:: Ausgewählter Abschnitt ::

Geschrieben von Kai Dienstag, 26 August 2014 18:02
Goodtime Boys, Deceits, Iron Wolf - Münster, Baracke
Baracke, Münster – Meine Güte, das war vermutlich die verklemmteste Sauna, die ich mir vorstellen kann. Bis auf zwei Menschen hat sich keiner auch nur irgendwas ausgezogen. Aber Moment, ist Bier üblich in einer Sauna? Oder Gitarren? Ich muss mich wohl irgendwie vertan haben, denn dieser tropische Raum war dann doch wohl ein Konzertgelände. Aber mit gefühlten 50 Grad war das eben nicht mehr ganz so einfach zu unterscheiden. Und vor allem die GOODTIME BOYS aus England sollten das zu spüren bekommen.
Aber begonnen wurde der Abend mit kleinen Sitzgruppen am Aasee, Menschen auf Couchen außerhalb der Baracke und ein paar Feierabendbier. Die erste Band des Abends war IRON WOLF aus Düsseldorf, die Hardcore mit dreckigem Rock N Roll spielen. Von der Idee und den Riffs toll, aber irgendwie hatte die Soundanlage bereits mit der Hitze zu kämpfen und so war das alles etwas „leise" – na ja. Aber das passte leider auch zum Auftritt der Band, da sie zwar gut aber eben nicht mitreißend waren. Dafür passierte auf der Bühne einfach zu wenig, waren die Mienen zu angespannt und die Band einfach zu sehr auf Nummer Sicher bedacht. Musikalisch hat mir das zwar gefallen, aber das Ganze wirkte noch ein wenig wackelig. Grade weil die Musik so rotzig und breitbeinig (gerne mit dicken Soli) war, konnte die Performance der Band leider nicht mithalten.
Dann war es höchste Zeit an die Luft zu kommen, weil der heiße Sommertag nicht ansatzweise so warm war, wie das innere der Baracke. Nach einer kurzen Pause ging es dann aber auch schon zurück in den Hexenkessel, um DECEITS aus Bochum zu sehen. Dieses Quintett passte schon eher in die Sparte „Moderner Hardcore", wobei die Bochumer sehr viel Wert auf cleane Gitarren und Atmosphäre legten und die Songs großteils im Midtempo vor sich her meanderten – und dennoch sehr mitreißend waren. Das konnte man hier sowohl vom Sound, vom Songwriting und auch von der Performance sagen. Zwar haben mir zwischendurch auch mal ein paar schnellere Momente gefehlt, aber das machten die Jungs mit der Atmosphäre wieder weg. Eine echt schöne Show von einer Band, die ich vorher so gar nicht auf dem Zettel hatte.

:::

**Aufgabe 1**
Aus welcher Stadt kommt die Band Deceits laut dem Konzertbericht?
**Aufgabe 2**
Zieh aus den Einträgen jede Zeile heraus, in der das Wort "paper" vorkommt.
Der Konzertbericht und die Einträge haben nichts miteinander zu tun.

:: Ausgewählte Einträge ::

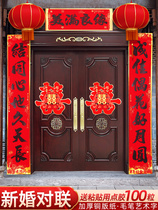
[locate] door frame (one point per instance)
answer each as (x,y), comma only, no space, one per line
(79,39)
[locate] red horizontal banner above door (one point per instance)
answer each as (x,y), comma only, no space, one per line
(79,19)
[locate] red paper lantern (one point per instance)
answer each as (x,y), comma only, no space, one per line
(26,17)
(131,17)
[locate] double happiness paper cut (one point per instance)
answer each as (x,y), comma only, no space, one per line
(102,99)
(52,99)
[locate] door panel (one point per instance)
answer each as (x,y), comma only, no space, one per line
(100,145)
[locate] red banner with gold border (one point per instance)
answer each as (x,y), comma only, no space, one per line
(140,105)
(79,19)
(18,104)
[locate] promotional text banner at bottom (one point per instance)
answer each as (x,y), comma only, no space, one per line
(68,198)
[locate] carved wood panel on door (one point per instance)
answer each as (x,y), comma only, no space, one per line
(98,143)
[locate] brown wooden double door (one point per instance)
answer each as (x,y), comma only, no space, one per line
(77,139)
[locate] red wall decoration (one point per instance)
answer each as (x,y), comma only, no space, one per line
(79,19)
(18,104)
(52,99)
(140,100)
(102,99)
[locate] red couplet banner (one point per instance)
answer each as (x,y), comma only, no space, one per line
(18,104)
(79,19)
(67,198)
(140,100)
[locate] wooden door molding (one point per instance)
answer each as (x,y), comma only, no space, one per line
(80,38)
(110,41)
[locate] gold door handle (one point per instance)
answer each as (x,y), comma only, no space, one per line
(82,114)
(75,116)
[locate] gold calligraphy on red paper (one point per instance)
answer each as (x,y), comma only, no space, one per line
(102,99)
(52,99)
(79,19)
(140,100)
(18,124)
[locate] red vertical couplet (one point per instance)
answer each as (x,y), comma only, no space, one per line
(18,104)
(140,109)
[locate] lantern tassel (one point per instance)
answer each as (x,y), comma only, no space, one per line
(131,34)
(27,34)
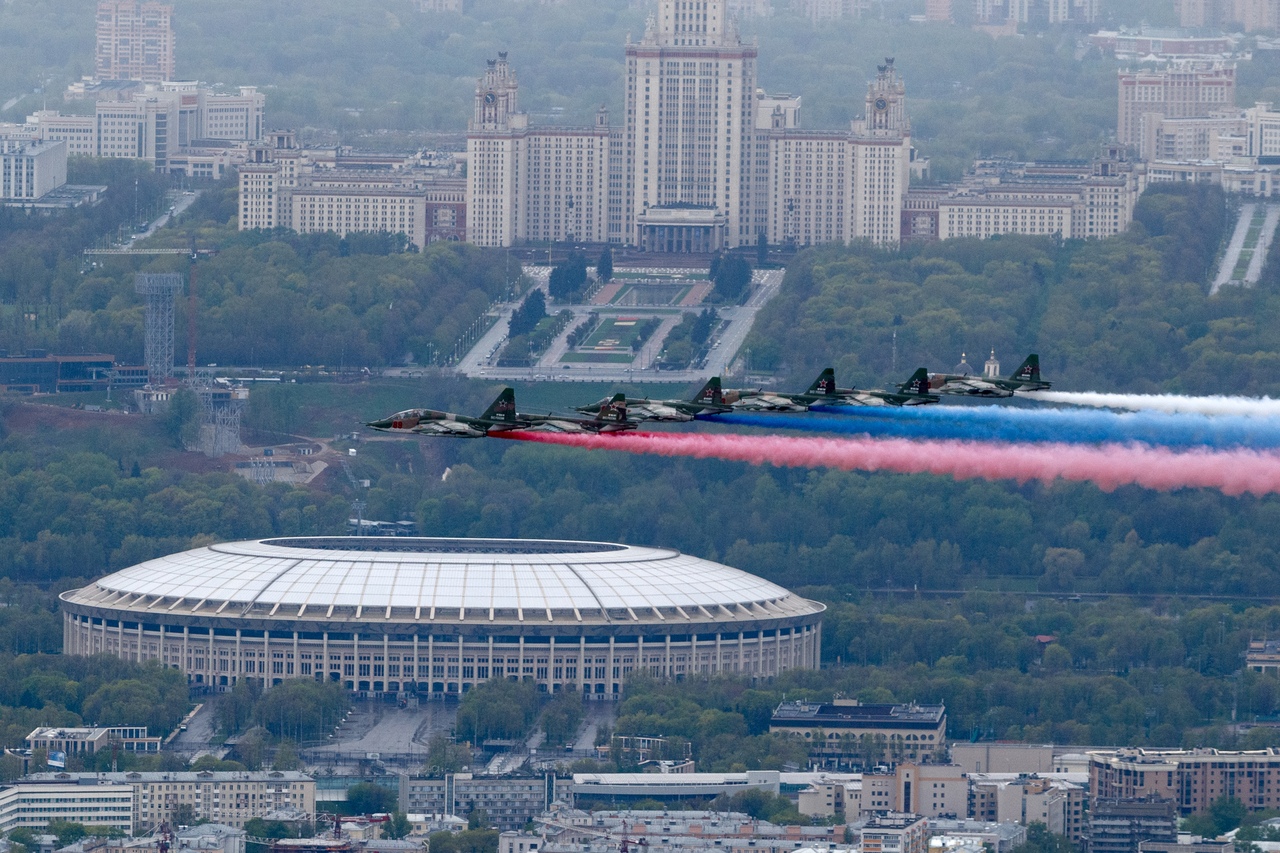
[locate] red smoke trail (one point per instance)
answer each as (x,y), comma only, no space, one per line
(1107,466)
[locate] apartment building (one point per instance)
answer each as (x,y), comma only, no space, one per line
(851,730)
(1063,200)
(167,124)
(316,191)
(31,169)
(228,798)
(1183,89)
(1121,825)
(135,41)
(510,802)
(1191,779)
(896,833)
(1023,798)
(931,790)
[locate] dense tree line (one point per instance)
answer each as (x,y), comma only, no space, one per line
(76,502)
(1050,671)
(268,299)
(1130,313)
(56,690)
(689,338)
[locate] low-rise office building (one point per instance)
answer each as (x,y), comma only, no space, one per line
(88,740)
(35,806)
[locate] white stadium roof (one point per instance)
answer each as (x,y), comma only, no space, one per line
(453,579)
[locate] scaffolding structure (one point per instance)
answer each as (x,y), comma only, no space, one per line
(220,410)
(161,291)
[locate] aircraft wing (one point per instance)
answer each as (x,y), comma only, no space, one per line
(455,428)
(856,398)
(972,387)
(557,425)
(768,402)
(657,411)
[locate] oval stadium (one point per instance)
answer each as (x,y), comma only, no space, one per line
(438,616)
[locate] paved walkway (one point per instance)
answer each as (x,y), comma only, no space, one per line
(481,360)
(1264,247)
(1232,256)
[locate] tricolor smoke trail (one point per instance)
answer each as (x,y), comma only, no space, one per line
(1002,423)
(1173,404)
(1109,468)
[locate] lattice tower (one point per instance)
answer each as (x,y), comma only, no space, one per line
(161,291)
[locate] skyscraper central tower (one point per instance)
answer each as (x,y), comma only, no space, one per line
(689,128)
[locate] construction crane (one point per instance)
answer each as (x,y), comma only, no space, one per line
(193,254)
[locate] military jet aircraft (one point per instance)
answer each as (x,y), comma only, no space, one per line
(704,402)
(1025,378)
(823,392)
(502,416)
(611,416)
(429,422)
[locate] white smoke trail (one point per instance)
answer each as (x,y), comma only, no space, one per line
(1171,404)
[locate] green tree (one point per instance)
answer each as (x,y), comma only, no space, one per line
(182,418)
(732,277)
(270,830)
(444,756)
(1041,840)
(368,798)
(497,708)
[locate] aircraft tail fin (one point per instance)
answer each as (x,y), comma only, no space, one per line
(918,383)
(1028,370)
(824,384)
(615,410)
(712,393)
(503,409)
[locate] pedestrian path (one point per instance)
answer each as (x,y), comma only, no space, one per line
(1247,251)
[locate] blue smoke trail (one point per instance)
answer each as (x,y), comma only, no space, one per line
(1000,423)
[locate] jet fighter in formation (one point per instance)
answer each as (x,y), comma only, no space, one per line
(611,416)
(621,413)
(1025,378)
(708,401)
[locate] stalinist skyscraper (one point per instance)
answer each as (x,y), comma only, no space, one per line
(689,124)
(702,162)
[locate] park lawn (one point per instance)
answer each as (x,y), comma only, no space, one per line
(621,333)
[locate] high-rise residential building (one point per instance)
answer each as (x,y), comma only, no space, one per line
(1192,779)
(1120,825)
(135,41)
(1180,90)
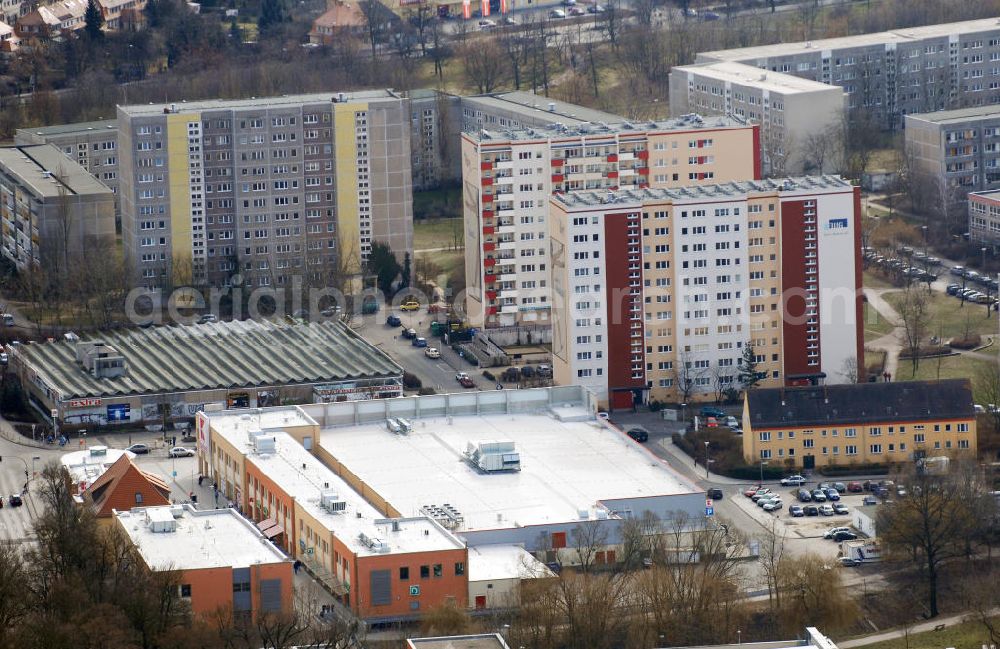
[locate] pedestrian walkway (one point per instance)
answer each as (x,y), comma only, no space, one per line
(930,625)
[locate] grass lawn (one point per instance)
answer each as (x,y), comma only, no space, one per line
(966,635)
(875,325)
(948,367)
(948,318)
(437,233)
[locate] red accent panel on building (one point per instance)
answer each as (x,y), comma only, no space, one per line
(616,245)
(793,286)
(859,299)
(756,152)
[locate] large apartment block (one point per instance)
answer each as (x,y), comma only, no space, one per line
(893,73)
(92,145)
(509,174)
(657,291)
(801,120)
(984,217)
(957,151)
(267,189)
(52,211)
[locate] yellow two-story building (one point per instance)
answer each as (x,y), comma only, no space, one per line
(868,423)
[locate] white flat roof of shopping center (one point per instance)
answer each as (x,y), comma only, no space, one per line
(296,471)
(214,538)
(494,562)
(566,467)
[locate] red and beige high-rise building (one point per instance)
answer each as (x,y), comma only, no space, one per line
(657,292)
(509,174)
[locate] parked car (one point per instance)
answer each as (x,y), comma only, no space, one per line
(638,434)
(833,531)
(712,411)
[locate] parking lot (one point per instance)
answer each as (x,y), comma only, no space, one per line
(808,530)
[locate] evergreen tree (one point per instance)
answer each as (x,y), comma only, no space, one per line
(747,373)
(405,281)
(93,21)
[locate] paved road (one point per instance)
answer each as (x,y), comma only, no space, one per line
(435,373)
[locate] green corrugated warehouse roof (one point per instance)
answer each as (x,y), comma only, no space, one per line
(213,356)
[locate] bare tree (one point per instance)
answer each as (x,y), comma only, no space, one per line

:::

**Ergebnis 1**
Aus Bochum.

**Ergebnis 2**
[locate] red paper lantern (one point per instance)
[locate] double happiness paper cut (one point per instance)
[locate] gold calligraphy on red paper (one point per instance)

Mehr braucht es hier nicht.